TASK ::
Tally the lines in the items below that contain the string "door", treating uppercase and lowercase as distinct, and state only the resulting number.

DATA PROVIDED ::
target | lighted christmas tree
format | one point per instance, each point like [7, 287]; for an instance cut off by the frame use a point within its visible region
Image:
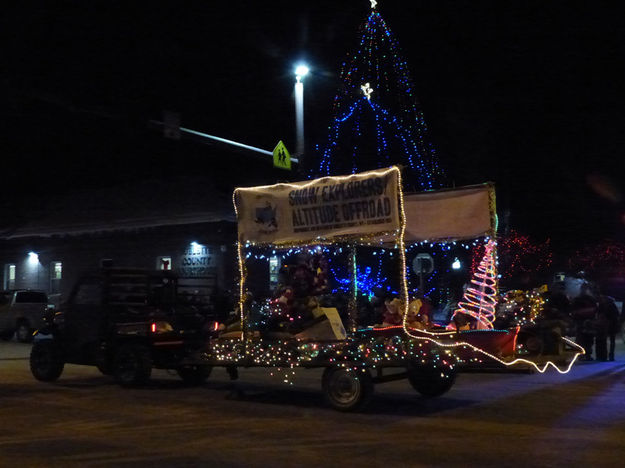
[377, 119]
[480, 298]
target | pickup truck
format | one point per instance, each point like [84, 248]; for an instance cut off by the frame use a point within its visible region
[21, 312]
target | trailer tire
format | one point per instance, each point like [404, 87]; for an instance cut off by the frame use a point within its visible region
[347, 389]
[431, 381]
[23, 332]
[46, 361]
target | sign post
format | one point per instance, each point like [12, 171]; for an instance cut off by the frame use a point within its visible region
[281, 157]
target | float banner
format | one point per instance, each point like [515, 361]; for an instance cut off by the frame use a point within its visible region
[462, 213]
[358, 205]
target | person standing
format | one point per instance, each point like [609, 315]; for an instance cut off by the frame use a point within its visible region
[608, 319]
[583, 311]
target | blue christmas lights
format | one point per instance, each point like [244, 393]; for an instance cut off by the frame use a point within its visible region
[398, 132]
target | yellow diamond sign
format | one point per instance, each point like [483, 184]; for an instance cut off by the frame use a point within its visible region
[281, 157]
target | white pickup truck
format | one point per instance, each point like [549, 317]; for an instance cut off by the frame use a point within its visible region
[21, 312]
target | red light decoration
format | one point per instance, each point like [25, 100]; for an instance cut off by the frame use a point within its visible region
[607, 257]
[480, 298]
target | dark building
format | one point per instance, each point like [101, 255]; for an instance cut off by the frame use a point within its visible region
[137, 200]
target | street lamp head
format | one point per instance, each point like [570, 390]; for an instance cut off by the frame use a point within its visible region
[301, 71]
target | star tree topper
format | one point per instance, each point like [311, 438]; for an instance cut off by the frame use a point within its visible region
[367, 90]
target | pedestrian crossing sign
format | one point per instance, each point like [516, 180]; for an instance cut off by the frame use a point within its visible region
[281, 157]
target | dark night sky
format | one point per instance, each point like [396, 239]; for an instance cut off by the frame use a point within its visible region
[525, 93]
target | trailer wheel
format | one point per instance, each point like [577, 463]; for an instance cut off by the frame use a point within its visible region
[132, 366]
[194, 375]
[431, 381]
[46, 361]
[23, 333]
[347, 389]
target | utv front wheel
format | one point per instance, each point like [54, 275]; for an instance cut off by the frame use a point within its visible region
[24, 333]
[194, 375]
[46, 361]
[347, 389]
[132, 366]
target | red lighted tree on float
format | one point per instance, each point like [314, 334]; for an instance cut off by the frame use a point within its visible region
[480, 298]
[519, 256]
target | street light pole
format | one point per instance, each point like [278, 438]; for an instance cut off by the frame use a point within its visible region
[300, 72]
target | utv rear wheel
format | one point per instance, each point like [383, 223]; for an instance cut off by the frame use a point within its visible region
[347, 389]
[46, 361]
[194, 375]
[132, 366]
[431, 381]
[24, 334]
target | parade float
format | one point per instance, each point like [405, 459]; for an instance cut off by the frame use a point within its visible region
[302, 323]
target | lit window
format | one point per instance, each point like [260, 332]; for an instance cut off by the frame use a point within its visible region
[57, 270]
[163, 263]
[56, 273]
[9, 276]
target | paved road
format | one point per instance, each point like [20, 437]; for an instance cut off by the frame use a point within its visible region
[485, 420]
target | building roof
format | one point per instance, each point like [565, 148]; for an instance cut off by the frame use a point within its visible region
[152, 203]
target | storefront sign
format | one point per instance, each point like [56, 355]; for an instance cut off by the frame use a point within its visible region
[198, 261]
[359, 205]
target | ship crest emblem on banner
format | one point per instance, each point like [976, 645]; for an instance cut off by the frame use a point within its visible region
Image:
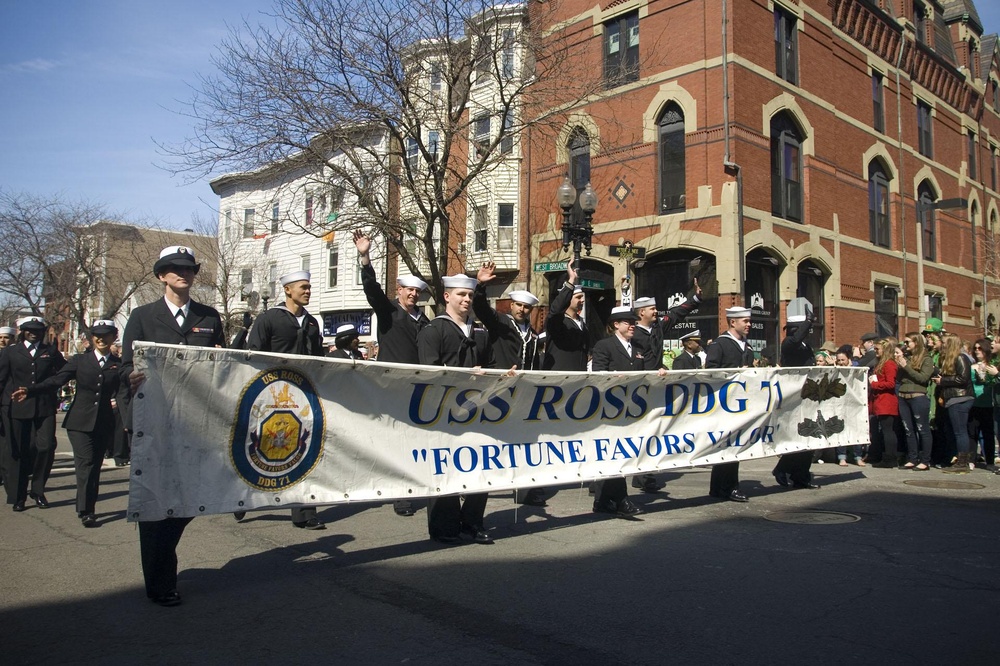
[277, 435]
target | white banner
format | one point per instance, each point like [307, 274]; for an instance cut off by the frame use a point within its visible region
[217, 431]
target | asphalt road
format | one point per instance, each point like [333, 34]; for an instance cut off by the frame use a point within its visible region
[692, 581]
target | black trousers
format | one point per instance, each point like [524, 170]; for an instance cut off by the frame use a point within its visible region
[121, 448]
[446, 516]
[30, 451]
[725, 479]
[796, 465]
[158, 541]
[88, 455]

* * *

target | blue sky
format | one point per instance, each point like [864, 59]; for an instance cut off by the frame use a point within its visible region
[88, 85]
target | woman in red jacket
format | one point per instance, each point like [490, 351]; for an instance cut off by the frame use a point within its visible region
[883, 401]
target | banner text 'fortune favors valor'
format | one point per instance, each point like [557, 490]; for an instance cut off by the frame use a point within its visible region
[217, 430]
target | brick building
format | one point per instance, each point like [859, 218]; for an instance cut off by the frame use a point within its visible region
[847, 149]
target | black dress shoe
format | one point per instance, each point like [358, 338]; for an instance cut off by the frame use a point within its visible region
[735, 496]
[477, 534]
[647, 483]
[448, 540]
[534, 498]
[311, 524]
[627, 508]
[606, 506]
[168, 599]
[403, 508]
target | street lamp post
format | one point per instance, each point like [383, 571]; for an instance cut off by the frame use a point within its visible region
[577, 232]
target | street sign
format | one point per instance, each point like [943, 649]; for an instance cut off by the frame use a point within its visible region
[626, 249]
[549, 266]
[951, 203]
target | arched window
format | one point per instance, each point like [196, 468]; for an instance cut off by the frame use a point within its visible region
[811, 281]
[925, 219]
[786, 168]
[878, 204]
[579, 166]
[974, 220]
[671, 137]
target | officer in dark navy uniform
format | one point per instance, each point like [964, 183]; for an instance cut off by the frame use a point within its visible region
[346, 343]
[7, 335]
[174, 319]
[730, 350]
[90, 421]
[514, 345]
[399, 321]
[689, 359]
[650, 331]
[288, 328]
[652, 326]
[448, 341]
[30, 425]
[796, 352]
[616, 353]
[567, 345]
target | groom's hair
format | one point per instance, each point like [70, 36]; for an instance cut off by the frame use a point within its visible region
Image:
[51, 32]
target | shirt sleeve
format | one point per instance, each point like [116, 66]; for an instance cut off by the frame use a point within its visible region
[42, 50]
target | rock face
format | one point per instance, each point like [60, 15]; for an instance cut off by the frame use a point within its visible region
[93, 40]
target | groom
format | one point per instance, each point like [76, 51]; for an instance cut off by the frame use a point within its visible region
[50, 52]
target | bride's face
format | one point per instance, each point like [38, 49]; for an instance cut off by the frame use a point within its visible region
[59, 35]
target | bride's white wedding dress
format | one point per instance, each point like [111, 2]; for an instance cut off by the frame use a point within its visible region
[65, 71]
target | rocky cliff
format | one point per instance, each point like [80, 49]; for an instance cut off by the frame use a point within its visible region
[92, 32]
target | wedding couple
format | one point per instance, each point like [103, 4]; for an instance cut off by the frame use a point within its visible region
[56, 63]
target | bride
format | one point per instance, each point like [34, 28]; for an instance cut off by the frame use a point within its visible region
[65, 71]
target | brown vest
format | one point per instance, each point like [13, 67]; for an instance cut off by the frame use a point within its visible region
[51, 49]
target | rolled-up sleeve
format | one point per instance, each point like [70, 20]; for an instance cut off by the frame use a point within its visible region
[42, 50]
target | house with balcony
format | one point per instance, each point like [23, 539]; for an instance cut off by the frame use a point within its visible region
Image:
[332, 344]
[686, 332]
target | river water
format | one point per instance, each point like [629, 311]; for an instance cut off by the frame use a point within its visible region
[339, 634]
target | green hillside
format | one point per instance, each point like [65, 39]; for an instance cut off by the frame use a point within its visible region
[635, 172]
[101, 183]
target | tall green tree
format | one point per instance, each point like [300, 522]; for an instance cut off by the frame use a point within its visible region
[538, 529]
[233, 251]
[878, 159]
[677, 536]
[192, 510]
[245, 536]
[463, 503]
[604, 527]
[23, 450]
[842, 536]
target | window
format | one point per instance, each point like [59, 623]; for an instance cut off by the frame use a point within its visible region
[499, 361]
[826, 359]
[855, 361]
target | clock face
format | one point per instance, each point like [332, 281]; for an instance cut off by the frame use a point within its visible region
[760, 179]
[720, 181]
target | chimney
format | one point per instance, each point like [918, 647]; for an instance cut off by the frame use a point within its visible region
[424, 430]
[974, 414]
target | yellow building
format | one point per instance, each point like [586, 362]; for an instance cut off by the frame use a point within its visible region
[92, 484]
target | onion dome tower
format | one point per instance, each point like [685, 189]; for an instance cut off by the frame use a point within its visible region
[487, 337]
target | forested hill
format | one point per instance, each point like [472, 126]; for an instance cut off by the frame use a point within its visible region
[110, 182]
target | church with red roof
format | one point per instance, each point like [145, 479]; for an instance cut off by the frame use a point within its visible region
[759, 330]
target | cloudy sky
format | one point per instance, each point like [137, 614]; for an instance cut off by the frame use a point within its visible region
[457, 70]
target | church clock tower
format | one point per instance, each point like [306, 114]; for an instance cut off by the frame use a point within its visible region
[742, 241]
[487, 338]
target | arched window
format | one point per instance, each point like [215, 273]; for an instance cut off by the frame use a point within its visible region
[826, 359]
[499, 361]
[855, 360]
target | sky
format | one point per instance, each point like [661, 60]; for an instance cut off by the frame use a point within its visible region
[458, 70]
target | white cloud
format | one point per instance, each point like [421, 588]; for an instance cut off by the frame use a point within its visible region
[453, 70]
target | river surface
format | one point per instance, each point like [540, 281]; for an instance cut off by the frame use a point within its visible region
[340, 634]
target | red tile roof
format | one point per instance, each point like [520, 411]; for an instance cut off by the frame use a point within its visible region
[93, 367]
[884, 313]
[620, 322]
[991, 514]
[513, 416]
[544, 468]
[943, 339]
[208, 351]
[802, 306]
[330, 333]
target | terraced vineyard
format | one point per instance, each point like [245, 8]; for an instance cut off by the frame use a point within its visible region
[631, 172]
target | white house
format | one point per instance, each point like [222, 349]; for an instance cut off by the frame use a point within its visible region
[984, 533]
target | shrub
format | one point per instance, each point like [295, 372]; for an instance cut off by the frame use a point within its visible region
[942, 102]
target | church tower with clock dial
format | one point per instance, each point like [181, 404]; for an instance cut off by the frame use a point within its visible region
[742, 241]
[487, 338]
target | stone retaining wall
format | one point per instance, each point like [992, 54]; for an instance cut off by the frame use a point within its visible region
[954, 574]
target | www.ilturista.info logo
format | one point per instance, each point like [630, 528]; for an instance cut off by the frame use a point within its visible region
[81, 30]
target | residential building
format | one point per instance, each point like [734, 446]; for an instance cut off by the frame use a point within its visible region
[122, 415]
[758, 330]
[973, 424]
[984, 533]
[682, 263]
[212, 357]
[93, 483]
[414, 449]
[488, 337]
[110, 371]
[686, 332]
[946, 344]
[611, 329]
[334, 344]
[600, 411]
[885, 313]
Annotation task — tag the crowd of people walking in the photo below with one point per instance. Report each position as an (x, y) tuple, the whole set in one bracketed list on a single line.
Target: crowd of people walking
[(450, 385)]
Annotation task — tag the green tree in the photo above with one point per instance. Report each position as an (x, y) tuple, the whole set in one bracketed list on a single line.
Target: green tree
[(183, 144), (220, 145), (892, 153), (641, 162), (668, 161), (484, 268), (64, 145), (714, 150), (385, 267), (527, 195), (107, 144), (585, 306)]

---

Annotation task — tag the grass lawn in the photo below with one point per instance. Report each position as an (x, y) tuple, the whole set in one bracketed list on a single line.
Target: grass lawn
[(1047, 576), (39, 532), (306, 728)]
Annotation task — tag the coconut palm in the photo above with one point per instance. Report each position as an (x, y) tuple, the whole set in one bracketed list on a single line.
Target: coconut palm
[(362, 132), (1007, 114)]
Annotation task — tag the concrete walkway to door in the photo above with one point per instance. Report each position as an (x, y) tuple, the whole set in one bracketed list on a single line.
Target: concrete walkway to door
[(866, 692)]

EXERCISE RESULT ::
2